Coordinate annotation entries

****

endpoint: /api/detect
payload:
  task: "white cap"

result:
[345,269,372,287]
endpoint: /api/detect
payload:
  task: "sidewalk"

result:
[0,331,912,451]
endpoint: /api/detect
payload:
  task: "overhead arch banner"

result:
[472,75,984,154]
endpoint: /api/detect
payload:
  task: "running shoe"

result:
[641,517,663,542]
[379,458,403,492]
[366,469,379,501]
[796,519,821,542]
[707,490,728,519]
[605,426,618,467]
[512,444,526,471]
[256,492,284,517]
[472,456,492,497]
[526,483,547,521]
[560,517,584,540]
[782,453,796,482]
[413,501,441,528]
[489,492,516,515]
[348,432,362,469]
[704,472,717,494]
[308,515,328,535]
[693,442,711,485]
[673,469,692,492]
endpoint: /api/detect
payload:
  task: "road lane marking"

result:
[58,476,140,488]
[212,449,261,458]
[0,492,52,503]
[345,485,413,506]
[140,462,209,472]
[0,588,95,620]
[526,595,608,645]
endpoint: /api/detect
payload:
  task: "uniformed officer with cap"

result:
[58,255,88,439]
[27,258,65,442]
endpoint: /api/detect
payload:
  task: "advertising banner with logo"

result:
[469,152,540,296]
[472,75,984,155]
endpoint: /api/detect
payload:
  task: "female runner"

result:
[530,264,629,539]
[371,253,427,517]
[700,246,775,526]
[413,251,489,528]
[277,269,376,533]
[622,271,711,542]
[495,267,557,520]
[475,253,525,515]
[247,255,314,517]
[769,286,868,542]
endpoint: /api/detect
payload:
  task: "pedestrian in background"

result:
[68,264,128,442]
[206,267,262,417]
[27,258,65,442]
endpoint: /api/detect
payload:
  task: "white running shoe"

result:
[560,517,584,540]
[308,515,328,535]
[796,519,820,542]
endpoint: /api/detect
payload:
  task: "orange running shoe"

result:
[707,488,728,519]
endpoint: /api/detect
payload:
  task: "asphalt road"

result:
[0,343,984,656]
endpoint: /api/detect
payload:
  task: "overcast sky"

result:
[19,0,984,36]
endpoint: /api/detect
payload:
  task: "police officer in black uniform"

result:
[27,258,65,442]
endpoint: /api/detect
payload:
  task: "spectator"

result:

****

Rewrite all the records above, swapping each "/api/detect" for "/api/locate" and leaving everything else as it is.

» **EXERCISE RESULT**:
endpoint: /api/locate
payload:
  task: "white cap"

result:
[345,269,372,287]
endpoint: /api/locate
payload:
  task: "sidewalk"

result:
[0,331,912,451]
endpoint: /api/locate
payload:
  task: "overhead arch banner"

result:
[472,75,984,154]
endpoint: /api/locate
payload:
  task: "running shoe"

result:
[641,517,663,542]
[379,458,403,492]
[366,469,379,501]
[796,519,821,542]
[707,490,728,519]
[605,426,618,467]
[512,444,526,471]
[256,492,284,517]
[472,456,492,497]
[526,483,547,521]
[560,517,584,540]
[782,453,796,482]
[413,501,441,528]
[489,492,516,515]
[348,432,362,469]
[704,472,717,494]
[308,515,328,535]
[693,442,711,485]
[673,469,692,492]
endpoint: /api/locate
payload:
  task: "road lane marking"

result:
[58,476,140,488]
[212,449,261,458]
[0,492,52,503]
[345,485,413,506]
[140,462,209,472]
[0,588,95,620]
[526,595,608,645]
endpoint: /api/locate
payload:
  task: "uniformed officer with cap"

result:
[58,255,88,439]
[27,258,65,442]
endpoint: /api/locate
payload:
  task: "advertising banner with logo"

result:
[469,152,540,296]
[472,75,984,155]
endpoint: /api/locate
payload:
  task: "female runner"

result:
[530,264,629,539]
[371,253,427,517]
[700,246,775,526]
[413,251,489,528]
[277,269,376,533]
[622,271,711,542]
[495,267,557,520]
[475,253,525,515]
[247,255,314,517]
[769,286,868,542]
endpoint: /api/locate
payload:
  task: "pedestrian in background"

result:
[68,264,128,442]
[206,267,262,417]
[27,258,65,442]
endpoint: /api/locate
payload:
  task: "white running shoe"

result:
[560,517,584,540]
[308,515,328,535]
[796,519,820,542]
endpoint: /api/locate
payload:
  task: "orange running shoe"

result:
[707,488,728,519]
endpoint: /api/locate
payload:
  task: "asphalt road"

result:
[0,343,984,656]
endpoint: /api/locate
payload:
  task: "overcast sky"

result:
[19,0,984,36]
endpoint: /api/locate
payload:
  task: "police officer in black uniform"

result:
[27,258,65,442]
endpoint: /api/locate
payload:
  task: "spectator"

result:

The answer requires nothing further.